● Instructions to follow
Pictures in the records should not be copied, but every other part must be repeated exactly.

● Stored data
----
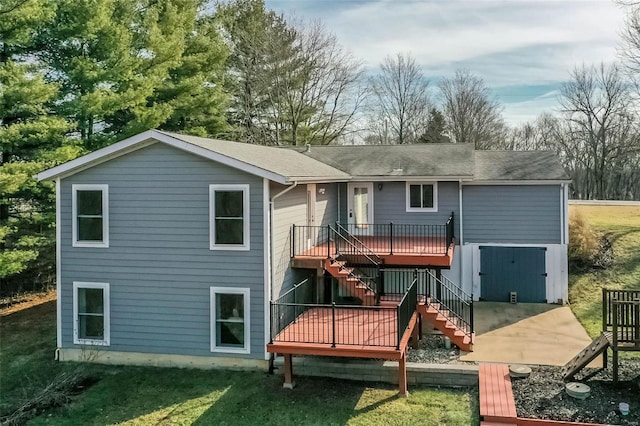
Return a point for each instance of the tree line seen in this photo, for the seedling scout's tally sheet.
(78, 75)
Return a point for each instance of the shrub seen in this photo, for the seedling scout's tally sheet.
(587, 248)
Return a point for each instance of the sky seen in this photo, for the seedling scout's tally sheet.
(523, 50)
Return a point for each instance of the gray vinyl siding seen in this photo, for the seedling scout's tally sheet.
(288, 209)
(327, 204)
(158, 264)
(523, 214)
(390, 204)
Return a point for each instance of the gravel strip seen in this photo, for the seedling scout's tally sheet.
(543, 396)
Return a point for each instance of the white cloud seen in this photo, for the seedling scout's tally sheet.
(507, 43)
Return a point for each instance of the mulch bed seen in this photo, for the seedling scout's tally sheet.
(543, 396)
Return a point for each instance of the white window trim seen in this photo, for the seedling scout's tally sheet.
(246, 217)
(421, 209)
(105, 215)
(247, 323)
(107, 314)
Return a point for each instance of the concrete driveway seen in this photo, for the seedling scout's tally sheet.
(526, 333)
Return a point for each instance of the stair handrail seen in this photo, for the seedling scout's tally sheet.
(462, 300)
(450, 285)
(351, 271)
(372, 254)
(406, 308)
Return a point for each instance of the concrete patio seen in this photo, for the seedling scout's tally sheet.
(526, 333)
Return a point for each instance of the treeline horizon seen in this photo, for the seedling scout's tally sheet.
(78, 75)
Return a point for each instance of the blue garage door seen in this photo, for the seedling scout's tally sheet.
(507, 269)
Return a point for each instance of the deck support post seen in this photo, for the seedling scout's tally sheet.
(415, 336)
(288, 372)
(402, 377)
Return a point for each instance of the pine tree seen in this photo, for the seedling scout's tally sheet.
(125, 66)
(30, 140)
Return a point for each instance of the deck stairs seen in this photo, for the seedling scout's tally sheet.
(448, 324)
(351, 280)
(432, 310)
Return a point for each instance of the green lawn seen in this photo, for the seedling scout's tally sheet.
(622, 225)
(141, 396)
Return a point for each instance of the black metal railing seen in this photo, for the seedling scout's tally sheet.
(373, 240)
(626, 322)
(394, 238)
(288, 307)
(395, 282)
(350, 246)
(334, 324)
(608, 297)
(443, 294)
(450, 232)
(406, 308)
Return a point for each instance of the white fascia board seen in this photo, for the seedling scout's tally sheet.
(133, 143)
(145, 139)
(318, 180)
(517, 182)
(410, 178)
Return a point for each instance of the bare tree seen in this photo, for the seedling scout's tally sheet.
(291, 82)
(400, 100)
(541, 134)
(601, 135)
(472, 114)
(323, 92)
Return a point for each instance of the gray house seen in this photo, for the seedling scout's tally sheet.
(180, 250)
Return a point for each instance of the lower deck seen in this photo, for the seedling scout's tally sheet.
(345, 332)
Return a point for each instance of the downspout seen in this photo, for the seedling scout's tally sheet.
(460, 232)
(270, 233)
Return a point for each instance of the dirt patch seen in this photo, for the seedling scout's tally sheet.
(25, 301)
(543, 396)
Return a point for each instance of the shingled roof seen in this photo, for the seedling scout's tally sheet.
(343, 163)
(517, 166)
(415, 161)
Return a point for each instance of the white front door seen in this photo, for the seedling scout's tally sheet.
(360, 207)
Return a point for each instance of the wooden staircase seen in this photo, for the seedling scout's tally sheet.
(588, 354)
(350, 281)
(442, 320)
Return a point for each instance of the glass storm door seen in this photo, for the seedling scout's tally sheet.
(360, 206)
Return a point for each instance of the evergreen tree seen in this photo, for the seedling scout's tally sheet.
(436, 128)
(31, 138)
(125, 66)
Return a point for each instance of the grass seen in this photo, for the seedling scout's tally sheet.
(141, 396)
(622, 225)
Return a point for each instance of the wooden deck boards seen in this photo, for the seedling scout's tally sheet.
(410, 251)
(368, 334)
(496, 396)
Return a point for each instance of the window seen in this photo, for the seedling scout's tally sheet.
(90, 206)
(91, 313)
(230, 320)
(229, 217)
(422, 197)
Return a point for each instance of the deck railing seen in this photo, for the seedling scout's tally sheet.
(406, 308)
(373, 239)
(621, 315)
(451, 299)
(608, 297)
(296, 318)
----
● Result of this task
Return a point for each instance of the tree line seen in this photo, for the seedling scout's tally sheet.
(78, 75)
Return a point for each instance of the shrub seen in this photo, for the seedling scout's tally sheet.
(587, 248)
Return a point for each instance of the sky seen in this photo, for the seedling scout's tally sheet.
(523, 50)
Return a point for each instance of the gray vinyl siding seen in this photo, for the seedling scout's tally sheet.
(288, 209)
(327, 204)
(158, 264)
(523, 214)
(390, 204)
Return a point for each instance of the gravel strip seen in this photo, for the seedling scout's tally sheet.
(543, 396)
Return a point for each instance of the white cloud seen in this photo, for the seedling scout's tally sheet.
(507, 43)
Return a point for each instance of the mulch bed seen in this photo, for the seedling scout's tally sheet.
(543, 396)
Return a point for each instance of the white window trim seen in this photo, for the seedling scout's tally sheet.
(246, 217)
(421, 209)
(105, 215)
(247, 323)
(107, 314)
Return a point for each instance of the concrete driveway seen in this photo, for the seedling scout's tally sheet.
(526, 333)
Return a point for each instance of the stair handrail seen in this photo, for the seedling scout's tally sheet.
(462, 300)
(450, 285)
(351, 271)
(372, 254)
(406, 308)
Return a point for each instance of the concrete patio seen in this photo, for the seedling scout's tally sheet.
(526, 333)
Return a point for each instance of the treeline horizon seen in this photo, for the seedling scout's tally sheet.
(78, 75)
Return a point for each instance of the blue garage door seen in this photo, for the seedling scout's tally sheet.
(507, 269)
Return a point for each instance of the deck support post seen in this photo, for the seedling scout's tally sheet.
(415, 336)
(288, 372)
(402, 377)
Return a point for each instance of the pine tree seen in this photo, for the seedling scout's tally sheet.
(125, 66)
(30, 140)
Return a point for each instance of the deck stairs seen in this photo, for the seedling scout's tally sheet.
(448, 324)
(351, 280)
(432, 310)
Return a point for each instance of the green lawn seen in this photo, for the seedling scout's tally sheet.
(622, 225)
(141, 396)
Return a point for each instance of the black metal railing seen in this photo, for the seedling scout's tally sheet.
(373, 240)
(626, 322)
(394, 238)
(288, 307)
(395, 282)
(350, 246)
(334, 324)
(608, 297)
(443, 294)
(450, 232)
(406, 308)
Return a point for each instance of the white fascia board seen in this photo, for the seedling scout's tally sheet.
(133, 143)
(145, 139)
(318, 180)
(517, 182)
(410, 178)
Return a point for each instance of the bare tree seen in this photo, for the seedling scout's tally sheet.
(291, 82)
(400, 100)
(541, 134)
(601, 135)
(472, 114)
(323, 92)
Return a point for each instance of the gray house seen in this photo, for the seedling scout's tally sheet.
(180, 250)
Return a point for each instance of the lower deck seen in this photo, for the seedling scout's tally sheet.
(345, 332)
Return a point for each instance of the downspout seen in this photo, for the seedling scout's tally sheet.
(460, 232)
(270, 233)
Return a point for each instance of the dirt patch seen in this photo, for the seedling scout's tally sheet.
(25, 301)
(543, 396)
Return a point for each instance of the shingled roof seen in this photo, for the seedling scout's tally sheet.
(343, 163)
(517, 166)
(415, 161)
Return a point for each instance of the white front door seen in this photo, for the seedling scout's tally sheet.
(360, 207)
Return a point for each instance of the wooden staircase seen in this photo, for the seedling scout's tally sheet.
(588, 354)
(350, 281)
(442, 320)
Return a point for each instance of the glass storm door seen in this photo, for the seedling scout's tally sheet.
(360, 206)
Return a point for each instance of the evergreen tree seen in this photo, for the seedling scout's tally sheet.
(436, 128)
(31, 138)
(125, 66)
Return a point for each instance of the grass seen in this photo, for the seedling scout's tally sheet.
(141, 396)
(622, 225)
Return a point for each instance of the wooden deck boards seen in this photo, for the seedling scout's tally sheet.
(410, 251)
(368, 334)
(496, 396)
Return a point for each instance of the window seen in this photo, for the seedling scout's tally sheet.
(90, 206)
(91, 313)
(230, 320)
(229, 217)
(422, 197)
Return a point for each instance of the deck railing seen in this photo, for the seedling scout's tally sheet.
(406, 308)
(373, 239)
(621, 315)
(451, 299)
(608, 297)
(296, 318)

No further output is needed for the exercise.